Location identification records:
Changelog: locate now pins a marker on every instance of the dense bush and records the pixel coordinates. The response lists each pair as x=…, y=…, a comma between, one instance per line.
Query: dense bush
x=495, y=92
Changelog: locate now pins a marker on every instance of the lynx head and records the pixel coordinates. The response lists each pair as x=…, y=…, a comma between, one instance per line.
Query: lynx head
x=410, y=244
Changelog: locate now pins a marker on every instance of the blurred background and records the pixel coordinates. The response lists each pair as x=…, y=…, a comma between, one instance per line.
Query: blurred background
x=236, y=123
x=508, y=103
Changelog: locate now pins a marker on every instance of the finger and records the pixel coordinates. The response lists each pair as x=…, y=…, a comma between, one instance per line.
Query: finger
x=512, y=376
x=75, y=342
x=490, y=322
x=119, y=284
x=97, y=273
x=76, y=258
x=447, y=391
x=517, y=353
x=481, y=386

* * *

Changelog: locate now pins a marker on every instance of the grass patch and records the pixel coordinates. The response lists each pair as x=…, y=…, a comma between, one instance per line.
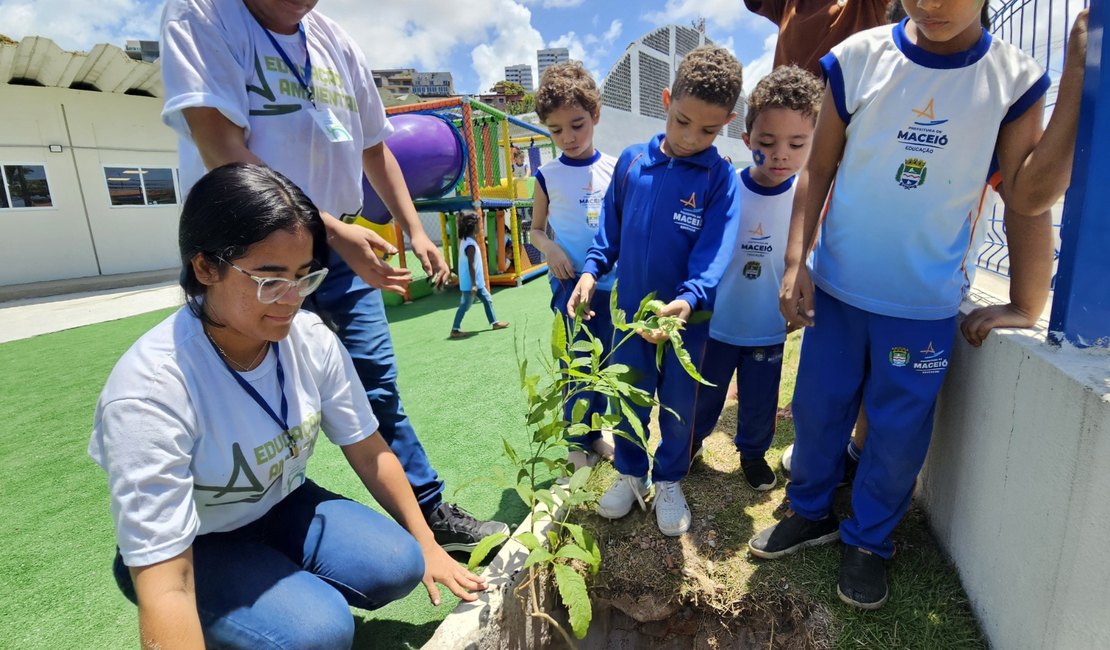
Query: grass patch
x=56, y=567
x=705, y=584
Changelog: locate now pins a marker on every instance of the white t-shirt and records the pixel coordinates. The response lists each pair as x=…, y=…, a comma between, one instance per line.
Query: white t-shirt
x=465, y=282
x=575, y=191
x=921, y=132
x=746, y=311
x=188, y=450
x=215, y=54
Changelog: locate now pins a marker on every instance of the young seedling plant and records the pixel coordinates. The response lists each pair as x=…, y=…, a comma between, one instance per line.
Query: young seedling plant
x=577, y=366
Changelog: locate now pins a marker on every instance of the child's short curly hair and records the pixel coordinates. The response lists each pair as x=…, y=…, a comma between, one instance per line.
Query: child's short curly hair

= Stated goal =
Reproduce word for word the lines in the records above from the line containing "of the grass" through the line containing "x=705, y=584", inclusive. Leave any pictures out of your answer.

= Final answer =
Changelog: locate now pins a marker on every instance of the grass patch and records the pixel coordinates. The response lists each pair as x=…, y=…, a comma between, one instance per line.
Query: grass patch
x=56, y=567
x=705, y=584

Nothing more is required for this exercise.